Exercise directions:
Continue the passage on the speech codec challenge's test sets and subjective evaluation from where it stops.

Document extract:
We aimed to tailor the open test sets to be approximately representative of the core test cases partipants will face in the blind test set evaluation. However, we would like to emphasize the following limitations (this list is not exhaustive):
- While the objective metrics may provide useful insights, objective metrics may under- or overestimate particularly generative systems.
- The metrics may not handle the presence of noise/reverb appropriately for Track 1. We provide results for the unprocessed files on the leaderboard for comparison, but caution participants to regard these scores as conclusive.
- No test cases are provided for intelligibility tests and simultaneous talkers. Participants may test simultaneous talker cases on their own files or simulate this case from the clean speech files. However, challenge participants must refrain from using the public word lists of the Diagnostic Rhyme Test as well as any previously published audio materials associated with this test to test and/or optimize their model.
- The meta files in the open test set subfolders contain SNR values for the data where noise and/or reverb augmentations were performed. Note that The SNR level corresponds to the crude overall ratio obtained from RMS dB levels of the speech and noise segments, respectively. As the RIRs used were real-world RIRs, internal estimates for DRR and RT60 were used to find the most appropriate test cases but are not provided for further analysis.
- The file durations, gender balance, SNR and reverb levels, as well as the noise types and their distributions were aimed to be as representative as possible with respect to the blind test set. However, as real-world data will be used for the blind set, differences due to estimation inaccuracies as well as source file availability are inevitable and should be anticipated.
- The numbers of files per subset were determined based on the approximate weighting in the final evaluation as well as the variety encountered in the respective scenario.
Subjective Evaluation
Figure 3: Neural Speech Codec Test Battery
The subjective tests for both Challenge tracks are listed above, along with the corresponding test methods and weighting factors used to compute the overall submission rankings.

Information shown:
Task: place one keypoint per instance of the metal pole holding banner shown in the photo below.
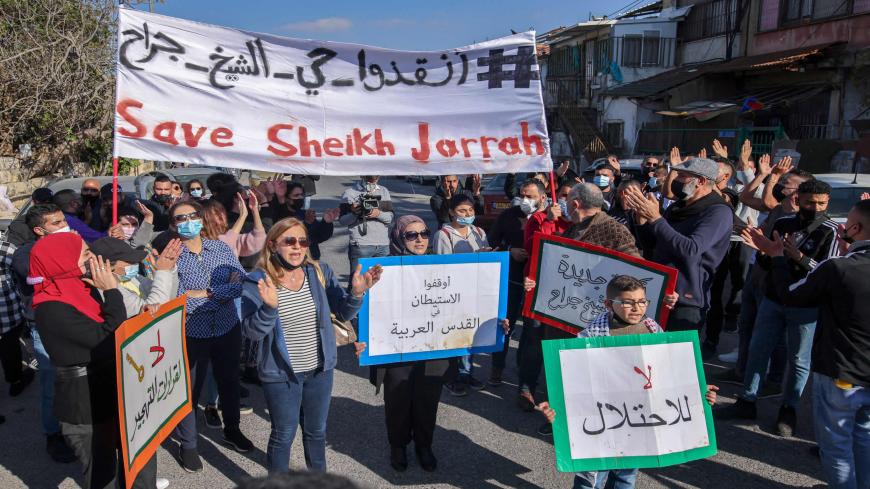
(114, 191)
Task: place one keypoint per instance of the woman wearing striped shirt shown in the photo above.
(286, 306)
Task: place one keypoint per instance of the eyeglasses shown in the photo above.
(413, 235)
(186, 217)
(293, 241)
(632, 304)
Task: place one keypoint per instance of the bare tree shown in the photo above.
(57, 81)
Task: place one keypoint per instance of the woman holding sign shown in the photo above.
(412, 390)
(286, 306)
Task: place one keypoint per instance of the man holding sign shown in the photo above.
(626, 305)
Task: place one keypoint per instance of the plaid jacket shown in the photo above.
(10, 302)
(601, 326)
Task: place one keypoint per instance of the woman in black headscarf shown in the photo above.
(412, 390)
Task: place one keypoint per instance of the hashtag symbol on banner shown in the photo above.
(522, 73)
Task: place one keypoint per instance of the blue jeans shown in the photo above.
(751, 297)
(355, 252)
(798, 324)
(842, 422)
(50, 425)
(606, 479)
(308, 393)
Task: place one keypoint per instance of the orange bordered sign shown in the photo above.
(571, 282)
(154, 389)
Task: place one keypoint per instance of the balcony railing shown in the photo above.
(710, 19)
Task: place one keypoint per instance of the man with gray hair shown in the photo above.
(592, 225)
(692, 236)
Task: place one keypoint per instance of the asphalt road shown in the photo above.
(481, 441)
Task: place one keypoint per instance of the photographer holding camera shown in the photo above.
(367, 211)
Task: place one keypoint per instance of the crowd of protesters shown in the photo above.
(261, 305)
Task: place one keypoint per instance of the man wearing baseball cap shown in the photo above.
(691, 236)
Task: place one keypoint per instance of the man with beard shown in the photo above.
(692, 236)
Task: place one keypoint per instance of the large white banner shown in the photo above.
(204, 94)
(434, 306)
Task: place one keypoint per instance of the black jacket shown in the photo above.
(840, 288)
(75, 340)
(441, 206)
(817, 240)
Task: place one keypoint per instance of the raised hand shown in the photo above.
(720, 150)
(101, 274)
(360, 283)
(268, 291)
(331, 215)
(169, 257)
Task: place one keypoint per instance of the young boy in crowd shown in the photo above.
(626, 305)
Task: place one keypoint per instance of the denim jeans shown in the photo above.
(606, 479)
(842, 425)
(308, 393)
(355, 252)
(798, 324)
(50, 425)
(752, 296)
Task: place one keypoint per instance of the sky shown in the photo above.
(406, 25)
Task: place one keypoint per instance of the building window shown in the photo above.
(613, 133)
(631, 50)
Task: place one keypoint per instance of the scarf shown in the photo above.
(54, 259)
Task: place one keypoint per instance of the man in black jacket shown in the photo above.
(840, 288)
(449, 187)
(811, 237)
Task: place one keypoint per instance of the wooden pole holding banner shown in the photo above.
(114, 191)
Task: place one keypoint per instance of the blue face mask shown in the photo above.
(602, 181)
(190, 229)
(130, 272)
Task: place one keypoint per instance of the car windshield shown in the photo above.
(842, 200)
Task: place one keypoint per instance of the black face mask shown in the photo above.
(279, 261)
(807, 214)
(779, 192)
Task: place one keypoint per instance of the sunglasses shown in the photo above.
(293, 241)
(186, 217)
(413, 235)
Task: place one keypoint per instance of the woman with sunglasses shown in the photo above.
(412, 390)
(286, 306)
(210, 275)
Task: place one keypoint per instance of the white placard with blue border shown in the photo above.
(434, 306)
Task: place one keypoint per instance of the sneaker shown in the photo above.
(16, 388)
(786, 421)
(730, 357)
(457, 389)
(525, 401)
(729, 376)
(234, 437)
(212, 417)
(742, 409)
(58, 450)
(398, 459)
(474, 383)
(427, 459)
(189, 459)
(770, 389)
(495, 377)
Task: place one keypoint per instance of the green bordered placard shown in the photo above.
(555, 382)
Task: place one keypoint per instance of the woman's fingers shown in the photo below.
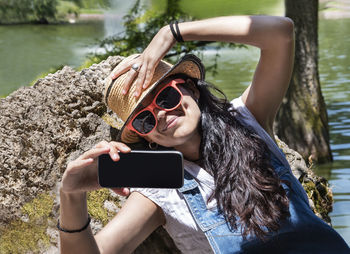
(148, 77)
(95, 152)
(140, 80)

Reply:
In Track 1, equal importance is given to the 1 kbps and 6 kbps conditions, as the input utterances are primarily clean or contain only mild reverberation and noise. An exception to this is the Diagnostic Rhyme Test (DRT), which assesses speech intelligibility. For Track 1, the DRT is conducted only at 1 kbps, based on the expectation that most systems will be fully intelligible at 6 kbps under clean conditions.
In Track 2, higher weights are assigned to the 6 kbps scores. This reflects the greater challenge of achieving good quality and intelligibility under high reverberation and low signal-to-noise ratio (SNR) conditions—particularly at very low bitrates. For the DRT in Track 2, testing is again limited to the clean condition at 1 kbps, as intelligibility is expected to plateau at 6 kbps. Given the anticipated poor intelligibility of 1 kbps systems in noisy conditions, the DRT will be assessed only at 6 kbps for noisy conditions.
Finally, the evaluation prioritizes performance in single-speaker scenarios over multi-speaker (overlapping) scenarios, as single-speaker speech is more prevalent in practical use cases. Moreover, reliably assessing quality in overlapping speech remains a complex and less mature area of evaluation. All evaluations will be performed exclusively on speech in the English language for this year’s challenge edition.
References
- [SIT.2024]
- L. Lechler and K. Wojcicki, “Crowdsourced Multilingual Speech Intelligibility Testing,” In Proc. ICASSP 2024, Seoul, South Korea, 2024, pp. 1441-1445.
- Manuscript: https://arxiv.org/pdf/2403.14817
- Public release of data and test software: https://github.com/cisco/multilingual-speech-testing/tree/main/speech-intelligibility-DRT
- [MUSHRA.2025]
- L. Lechler, C. Moradi and I. Balic, “Crowdsourcing MUSHRA Tests in the Age of Generative Speech Technologies: A Comparative Analysis of Subjective and Objective Testing Methods,” Interspeech 2025, Rotterdam, Netherlands (accepted, forthcoming).
- Manuscript: https://arxiv.org/pdf/2506.00950
- Public release of test data and softwware: in-preparation.